## TASK STATEMENT
Count how many lines in the data below contain the string "building", treating uppercase and lowercase as different. Reply with that number only.

• • •

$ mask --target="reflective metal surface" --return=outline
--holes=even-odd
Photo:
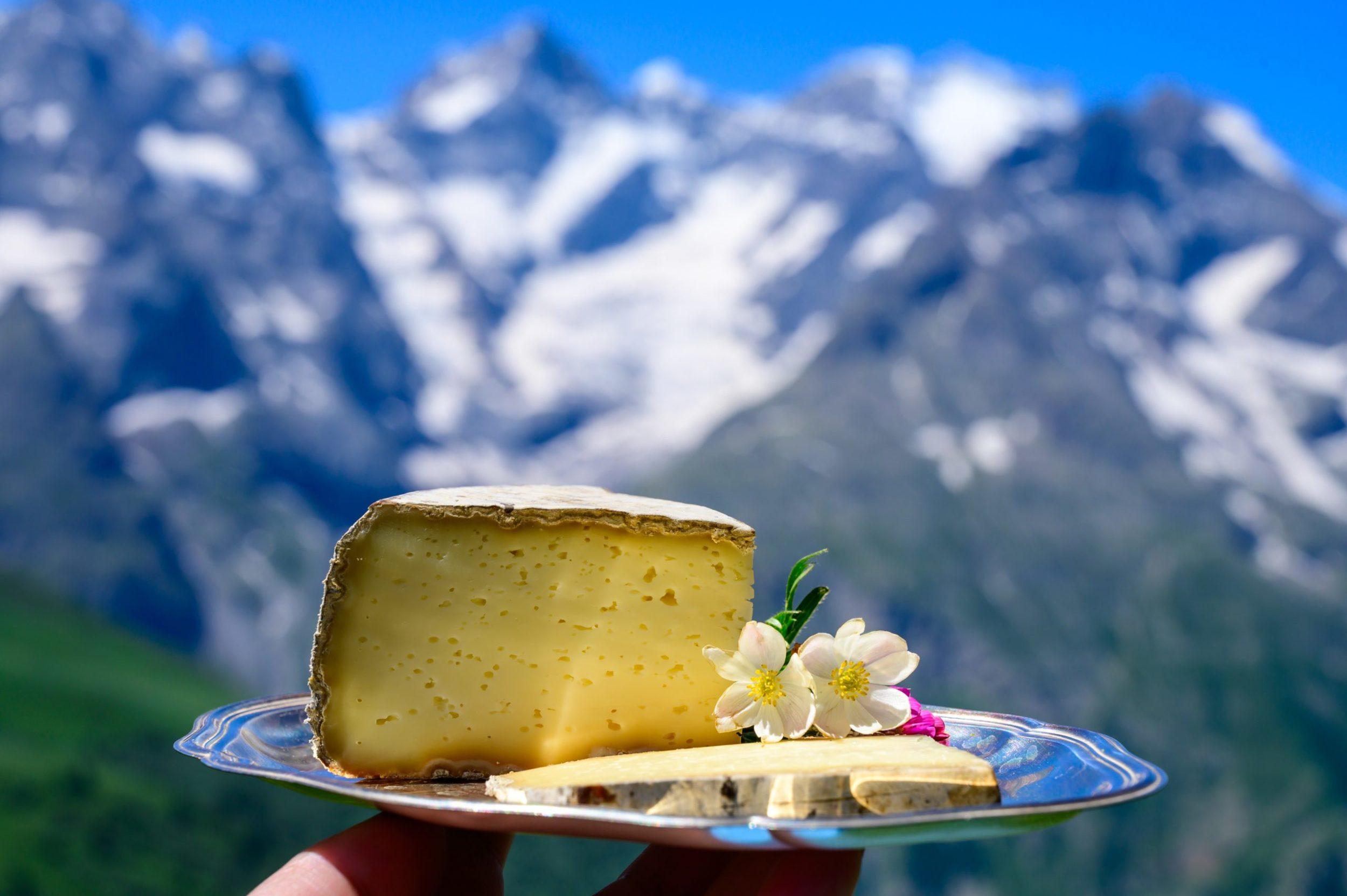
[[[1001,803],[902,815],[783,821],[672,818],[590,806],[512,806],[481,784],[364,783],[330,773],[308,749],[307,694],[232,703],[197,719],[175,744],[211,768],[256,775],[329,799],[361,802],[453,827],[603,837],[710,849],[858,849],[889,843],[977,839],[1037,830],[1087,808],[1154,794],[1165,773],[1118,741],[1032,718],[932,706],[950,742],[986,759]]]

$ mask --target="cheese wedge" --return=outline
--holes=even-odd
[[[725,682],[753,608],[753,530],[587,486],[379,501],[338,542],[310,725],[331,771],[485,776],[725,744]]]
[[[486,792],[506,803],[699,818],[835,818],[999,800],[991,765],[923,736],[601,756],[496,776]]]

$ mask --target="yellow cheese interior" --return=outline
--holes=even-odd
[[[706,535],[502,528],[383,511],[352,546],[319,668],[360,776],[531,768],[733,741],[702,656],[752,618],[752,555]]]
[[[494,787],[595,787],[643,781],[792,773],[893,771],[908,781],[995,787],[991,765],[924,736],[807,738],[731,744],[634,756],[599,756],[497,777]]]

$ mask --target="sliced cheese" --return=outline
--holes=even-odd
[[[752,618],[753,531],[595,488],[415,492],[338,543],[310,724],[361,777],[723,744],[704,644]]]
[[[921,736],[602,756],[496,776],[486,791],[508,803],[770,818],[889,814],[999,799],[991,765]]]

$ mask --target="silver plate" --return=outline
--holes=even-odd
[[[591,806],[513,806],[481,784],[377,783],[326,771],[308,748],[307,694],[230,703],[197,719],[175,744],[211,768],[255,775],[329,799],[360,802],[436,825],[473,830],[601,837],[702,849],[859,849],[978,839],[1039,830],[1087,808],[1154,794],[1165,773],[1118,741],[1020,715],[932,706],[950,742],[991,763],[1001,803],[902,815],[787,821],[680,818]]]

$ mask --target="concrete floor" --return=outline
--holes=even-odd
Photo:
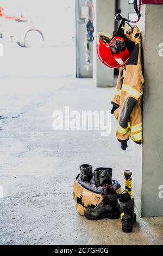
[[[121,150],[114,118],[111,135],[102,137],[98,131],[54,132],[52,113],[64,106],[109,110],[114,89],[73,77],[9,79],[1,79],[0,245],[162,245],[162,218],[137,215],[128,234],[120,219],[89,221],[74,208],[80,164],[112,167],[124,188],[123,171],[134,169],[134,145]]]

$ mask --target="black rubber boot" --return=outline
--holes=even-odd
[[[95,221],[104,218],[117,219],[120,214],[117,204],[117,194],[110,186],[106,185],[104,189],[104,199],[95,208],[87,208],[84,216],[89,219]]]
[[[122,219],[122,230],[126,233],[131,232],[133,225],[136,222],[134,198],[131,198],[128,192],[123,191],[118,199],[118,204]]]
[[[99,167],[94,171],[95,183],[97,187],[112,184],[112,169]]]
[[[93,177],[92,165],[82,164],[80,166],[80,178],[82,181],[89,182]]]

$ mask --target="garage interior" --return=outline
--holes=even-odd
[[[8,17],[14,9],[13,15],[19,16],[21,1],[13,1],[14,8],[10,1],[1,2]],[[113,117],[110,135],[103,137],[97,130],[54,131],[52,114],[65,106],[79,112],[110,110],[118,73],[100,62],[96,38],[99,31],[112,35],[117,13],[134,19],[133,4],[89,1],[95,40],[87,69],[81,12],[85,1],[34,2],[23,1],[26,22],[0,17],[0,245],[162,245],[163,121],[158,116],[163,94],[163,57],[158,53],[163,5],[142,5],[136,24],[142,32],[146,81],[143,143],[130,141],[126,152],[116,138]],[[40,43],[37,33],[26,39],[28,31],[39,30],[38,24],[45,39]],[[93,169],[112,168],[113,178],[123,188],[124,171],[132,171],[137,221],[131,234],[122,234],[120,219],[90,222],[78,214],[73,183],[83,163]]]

• • •

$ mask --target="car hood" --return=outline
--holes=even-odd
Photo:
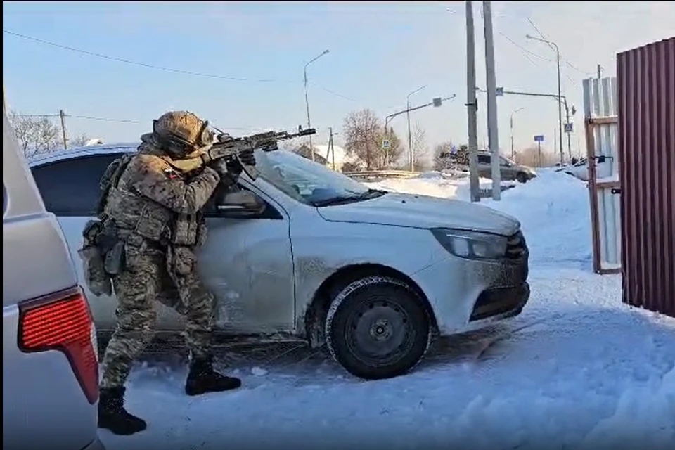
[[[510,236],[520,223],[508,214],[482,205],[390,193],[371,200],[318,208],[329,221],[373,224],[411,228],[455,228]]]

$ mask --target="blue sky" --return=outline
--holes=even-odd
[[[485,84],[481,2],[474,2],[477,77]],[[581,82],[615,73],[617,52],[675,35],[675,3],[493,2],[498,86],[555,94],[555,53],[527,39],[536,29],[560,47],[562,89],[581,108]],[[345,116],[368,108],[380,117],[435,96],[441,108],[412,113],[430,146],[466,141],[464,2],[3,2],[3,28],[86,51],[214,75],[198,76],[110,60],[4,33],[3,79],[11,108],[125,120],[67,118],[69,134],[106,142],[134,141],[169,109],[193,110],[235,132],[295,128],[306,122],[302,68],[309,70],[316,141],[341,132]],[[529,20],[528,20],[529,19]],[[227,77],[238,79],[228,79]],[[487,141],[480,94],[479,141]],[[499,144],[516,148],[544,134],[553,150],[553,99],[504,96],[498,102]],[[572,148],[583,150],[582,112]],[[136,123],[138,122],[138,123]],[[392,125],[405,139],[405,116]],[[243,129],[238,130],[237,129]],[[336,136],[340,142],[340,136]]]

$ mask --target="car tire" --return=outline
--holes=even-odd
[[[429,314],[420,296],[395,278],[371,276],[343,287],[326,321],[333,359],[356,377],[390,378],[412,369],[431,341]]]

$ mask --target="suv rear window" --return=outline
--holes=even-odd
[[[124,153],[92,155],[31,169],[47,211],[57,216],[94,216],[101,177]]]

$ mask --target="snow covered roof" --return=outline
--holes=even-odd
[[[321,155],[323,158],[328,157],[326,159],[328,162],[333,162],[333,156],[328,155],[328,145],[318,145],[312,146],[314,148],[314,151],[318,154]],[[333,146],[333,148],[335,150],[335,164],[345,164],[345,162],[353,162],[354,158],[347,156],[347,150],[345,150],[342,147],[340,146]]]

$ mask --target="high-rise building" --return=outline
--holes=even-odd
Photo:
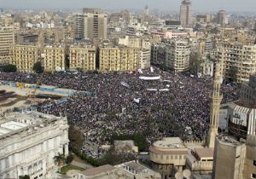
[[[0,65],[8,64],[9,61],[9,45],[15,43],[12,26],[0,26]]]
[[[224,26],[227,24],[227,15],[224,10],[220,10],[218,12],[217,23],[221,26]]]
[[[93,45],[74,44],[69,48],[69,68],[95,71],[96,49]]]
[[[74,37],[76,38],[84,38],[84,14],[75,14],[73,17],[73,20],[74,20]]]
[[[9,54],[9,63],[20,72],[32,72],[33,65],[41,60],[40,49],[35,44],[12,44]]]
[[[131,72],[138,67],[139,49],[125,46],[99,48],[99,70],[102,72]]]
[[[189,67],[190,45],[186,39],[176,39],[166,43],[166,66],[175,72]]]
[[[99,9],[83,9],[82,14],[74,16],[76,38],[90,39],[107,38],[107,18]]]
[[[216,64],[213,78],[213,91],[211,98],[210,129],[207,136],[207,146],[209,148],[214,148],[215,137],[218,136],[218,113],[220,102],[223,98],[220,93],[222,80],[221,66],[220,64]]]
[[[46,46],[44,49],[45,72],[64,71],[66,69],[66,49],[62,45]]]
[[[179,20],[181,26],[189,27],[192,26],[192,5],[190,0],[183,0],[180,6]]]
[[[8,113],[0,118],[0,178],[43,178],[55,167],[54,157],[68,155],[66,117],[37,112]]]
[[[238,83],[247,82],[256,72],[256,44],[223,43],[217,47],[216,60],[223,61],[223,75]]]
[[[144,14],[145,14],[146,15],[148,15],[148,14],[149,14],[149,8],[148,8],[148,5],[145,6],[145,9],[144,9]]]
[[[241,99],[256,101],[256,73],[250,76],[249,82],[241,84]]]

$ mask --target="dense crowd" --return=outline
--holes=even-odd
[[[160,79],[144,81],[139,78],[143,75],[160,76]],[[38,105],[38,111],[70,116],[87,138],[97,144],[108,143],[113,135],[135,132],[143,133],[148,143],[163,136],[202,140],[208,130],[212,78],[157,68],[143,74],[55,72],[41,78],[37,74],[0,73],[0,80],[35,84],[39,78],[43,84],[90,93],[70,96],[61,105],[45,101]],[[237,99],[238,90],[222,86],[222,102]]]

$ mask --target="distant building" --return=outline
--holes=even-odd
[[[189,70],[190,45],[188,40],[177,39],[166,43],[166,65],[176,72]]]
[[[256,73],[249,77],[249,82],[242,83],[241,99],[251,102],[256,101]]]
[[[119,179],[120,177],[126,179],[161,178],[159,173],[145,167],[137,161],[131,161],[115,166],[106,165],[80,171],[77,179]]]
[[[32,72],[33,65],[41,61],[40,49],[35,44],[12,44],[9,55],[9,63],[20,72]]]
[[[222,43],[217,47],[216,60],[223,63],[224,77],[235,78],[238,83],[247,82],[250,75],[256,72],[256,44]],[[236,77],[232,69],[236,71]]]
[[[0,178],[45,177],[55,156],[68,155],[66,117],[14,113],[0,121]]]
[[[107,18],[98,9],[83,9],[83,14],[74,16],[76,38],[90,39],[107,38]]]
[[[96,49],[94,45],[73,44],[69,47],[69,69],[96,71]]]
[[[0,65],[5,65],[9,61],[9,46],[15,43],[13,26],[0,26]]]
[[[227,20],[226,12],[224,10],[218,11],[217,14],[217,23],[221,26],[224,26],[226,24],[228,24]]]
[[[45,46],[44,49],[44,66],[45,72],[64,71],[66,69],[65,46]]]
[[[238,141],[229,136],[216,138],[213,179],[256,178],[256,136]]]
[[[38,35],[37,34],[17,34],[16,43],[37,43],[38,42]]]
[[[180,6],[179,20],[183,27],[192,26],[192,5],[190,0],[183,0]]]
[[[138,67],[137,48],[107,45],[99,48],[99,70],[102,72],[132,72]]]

• • •

## THE COMPLETED TASK
2